## ASSIGNMENT
Every line from the one with "Where can the black" through the end of the records below should be restated word for word, and nothing outside that span.

## RECORDS SUPPLIED
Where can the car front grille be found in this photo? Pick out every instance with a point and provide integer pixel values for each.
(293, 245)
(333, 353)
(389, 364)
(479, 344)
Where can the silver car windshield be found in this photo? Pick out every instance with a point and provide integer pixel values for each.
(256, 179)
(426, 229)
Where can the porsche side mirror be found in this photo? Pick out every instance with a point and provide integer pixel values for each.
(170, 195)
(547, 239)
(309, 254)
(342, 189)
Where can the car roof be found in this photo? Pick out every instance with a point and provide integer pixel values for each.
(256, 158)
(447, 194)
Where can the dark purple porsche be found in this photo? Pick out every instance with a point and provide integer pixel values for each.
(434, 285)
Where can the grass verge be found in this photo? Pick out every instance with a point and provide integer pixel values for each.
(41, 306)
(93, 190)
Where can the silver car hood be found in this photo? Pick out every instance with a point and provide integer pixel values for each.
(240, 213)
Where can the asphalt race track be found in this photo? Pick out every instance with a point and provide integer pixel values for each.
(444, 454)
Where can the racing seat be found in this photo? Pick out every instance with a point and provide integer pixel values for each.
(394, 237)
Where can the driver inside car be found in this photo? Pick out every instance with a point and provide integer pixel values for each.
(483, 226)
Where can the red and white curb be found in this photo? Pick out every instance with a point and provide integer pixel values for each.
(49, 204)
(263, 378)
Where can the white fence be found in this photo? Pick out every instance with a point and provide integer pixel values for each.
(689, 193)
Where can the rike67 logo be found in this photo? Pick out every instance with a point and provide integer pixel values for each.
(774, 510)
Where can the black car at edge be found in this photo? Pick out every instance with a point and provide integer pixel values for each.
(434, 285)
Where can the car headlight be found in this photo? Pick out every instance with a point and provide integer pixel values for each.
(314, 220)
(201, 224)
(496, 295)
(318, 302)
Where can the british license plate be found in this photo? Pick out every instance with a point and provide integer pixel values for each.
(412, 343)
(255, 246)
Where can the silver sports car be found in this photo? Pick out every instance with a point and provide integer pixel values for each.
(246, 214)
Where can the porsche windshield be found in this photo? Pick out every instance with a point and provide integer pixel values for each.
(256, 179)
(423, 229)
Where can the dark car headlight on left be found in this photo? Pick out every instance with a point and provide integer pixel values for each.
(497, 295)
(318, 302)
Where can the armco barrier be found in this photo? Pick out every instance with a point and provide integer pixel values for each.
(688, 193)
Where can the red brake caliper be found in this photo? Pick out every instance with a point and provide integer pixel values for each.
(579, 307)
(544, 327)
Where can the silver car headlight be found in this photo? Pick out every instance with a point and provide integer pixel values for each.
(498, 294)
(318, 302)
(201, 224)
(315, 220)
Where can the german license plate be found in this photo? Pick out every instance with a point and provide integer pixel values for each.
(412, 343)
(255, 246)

## REPLY TO THE TASK
Where can the black car at edge be found in this photo? Pick out every instance with a point and provide integer pixel values for each.
(434, 285)
Where can the car headlight be found in this photo? Pick out every instance with a point and provide integer pixel values for each.
(314, 220)
(201, 224)
(496, 295)
(318, 302)
Where can the british license plate be found in this photo? Pick out every instance with a point and provide integer pixel values for each.
(412, 343)
(255, 246)
Where can the silver sports car be found in this photo? Pick out every instance with a point and provide integer pixel values for each.
(246, 214)
Where can the porsche windshield be found in this photo? Pick out every instance with a point and provide integer pixel values for each.
(256, 179)
(423, 229)
Where can the dark car headlight on left be found in this photo? Pick out every instance with a point and provide integer pixel values for each.
(497, 295)
(318, 302)
Where can the armco barrier be found in this photo? Pick out every instance with a point and provide integer pixel values for each.
(688, 193)
Where can the red brake caliper be found in this photo? Pick out every instance with a point and provide integer pixel values for each.
(579, 307)
(544, 327)
Where can the silver car headlight be found in this photo? Pick out every instance with a point and provide integer pixel values for each.
(498, 294)
(318, 302)
(201, 224)
(315, 220)
Where can the german license plate be found in this photo? Pick out every instance with a point and provide integer pixel values for each.
(412, 343)
(255, 246)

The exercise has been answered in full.